##### Records supplied
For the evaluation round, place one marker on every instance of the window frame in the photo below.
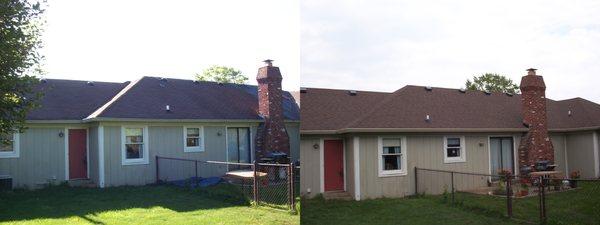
(145, 153)
(403, 171)
(15, 153)
(463, 150)
(200, 147)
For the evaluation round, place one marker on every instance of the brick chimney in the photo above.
(271, 134)
(535, 144)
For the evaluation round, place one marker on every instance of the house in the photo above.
(110, 133)
(367, 144)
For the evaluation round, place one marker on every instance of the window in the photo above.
(193, 139)
(9, 145)
(454, 149)
(392, 156)
(135, 147)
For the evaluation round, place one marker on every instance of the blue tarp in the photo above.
(195, 182)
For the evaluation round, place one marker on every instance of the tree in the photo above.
(493, 83)
(222, 74)
(20, 28)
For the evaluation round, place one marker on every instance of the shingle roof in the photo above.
(326, 109)
(148, 97)
(71, 99)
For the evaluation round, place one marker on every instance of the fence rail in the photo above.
(264, 183)
(527, 199)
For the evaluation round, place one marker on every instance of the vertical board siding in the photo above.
(580, 153)
(41, 160)
(93, 154)
(349, 153)
(309, 167)
(293, 131)
(164, 141)
(558, 142)
(423, 152)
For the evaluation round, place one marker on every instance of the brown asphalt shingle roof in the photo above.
(148, 97)
(326, 109)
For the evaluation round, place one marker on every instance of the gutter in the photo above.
(418, 130)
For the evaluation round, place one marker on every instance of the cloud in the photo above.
(384, 45)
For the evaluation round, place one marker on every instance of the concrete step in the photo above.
(337, 195)
(82, 183)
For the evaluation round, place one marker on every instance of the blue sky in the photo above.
(384, 45)
(123, 40)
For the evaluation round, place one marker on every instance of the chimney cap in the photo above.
(269, 62)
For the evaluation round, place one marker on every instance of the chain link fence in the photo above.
(530, 200)
(272, 185)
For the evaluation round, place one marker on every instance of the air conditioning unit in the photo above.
(5, 182)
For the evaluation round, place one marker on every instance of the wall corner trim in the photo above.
(356, 149)
(101, 156)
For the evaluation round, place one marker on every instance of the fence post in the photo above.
(543, 201)
(157, 176)
(291, 182)
(452, 184)
(416, 181)
(196, 168)
(509, 195)
(541, 195)
(255, 183)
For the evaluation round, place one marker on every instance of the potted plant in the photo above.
(556, 183)
(574, 176)
(524, 191)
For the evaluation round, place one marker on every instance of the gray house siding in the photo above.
(41, 159)
(310, 173)
(166, 140)
(580, 153)
(93, 154)
(349, 165)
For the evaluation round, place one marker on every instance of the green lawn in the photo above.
(581, 206)
(136, 205)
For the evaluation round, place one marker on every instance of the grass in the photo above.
(580, 206)
(221, 204)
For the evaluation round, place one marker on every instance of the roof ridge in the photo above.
(376, 107)
(123, 91)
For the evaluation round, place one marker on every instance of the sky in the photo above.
(387, 44)
(124, 40)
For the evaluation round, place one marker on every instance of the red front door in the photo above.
(77, 153)
(334, 165)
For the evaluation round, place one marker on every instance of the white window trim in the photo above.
(200, 147)
(16, 147)
(463, 150)
(142, 161)
(390, 173)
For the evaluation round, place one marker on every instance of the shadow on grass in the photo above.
(63, 201)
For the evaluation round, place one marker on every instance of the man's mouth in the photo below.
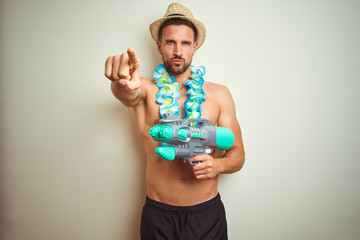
(177, 61)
##########
◆ **Short exercise**
Convert the lines of the listing above into a Markdown table with the columns Row and Line, starting at the line that contains "the sky in the photo above." and continuing through the end of the listing. Number each row, omit blank lines, and leave the pictures out of the table.

◆ **Expected answer**
| Row | Line |
|---|---|
| 1 | For the evaluation round, place one marker on every instance of the sky in the photo above. |
| 2 | (387, 44) |
| 3 | (124, 40) |
| 4 | For the evaluation round, place one marker on every instance of the red front door in the photo above. |
| 5 | (77, 153) |
| 6 | (334, 165) |
| 7 | For the evaluation round, place one marker on every instance of the white window trim in the photo above. |
| 8 | (200, 147) |
| 9 | (16, 147) |
| 10 | (463, 150) |
| 11 | (142, 161) |
| 12 | (390, 173) |
| 13 | For the evaluation round, place one marker on every instance of the shadow on grass in the photo above. |
| 14 | (63, 201) |
| 15 | For the evaluation round, place one marker on every instance of the man's mouth in the photo below. |
| 16 | (177, 61) |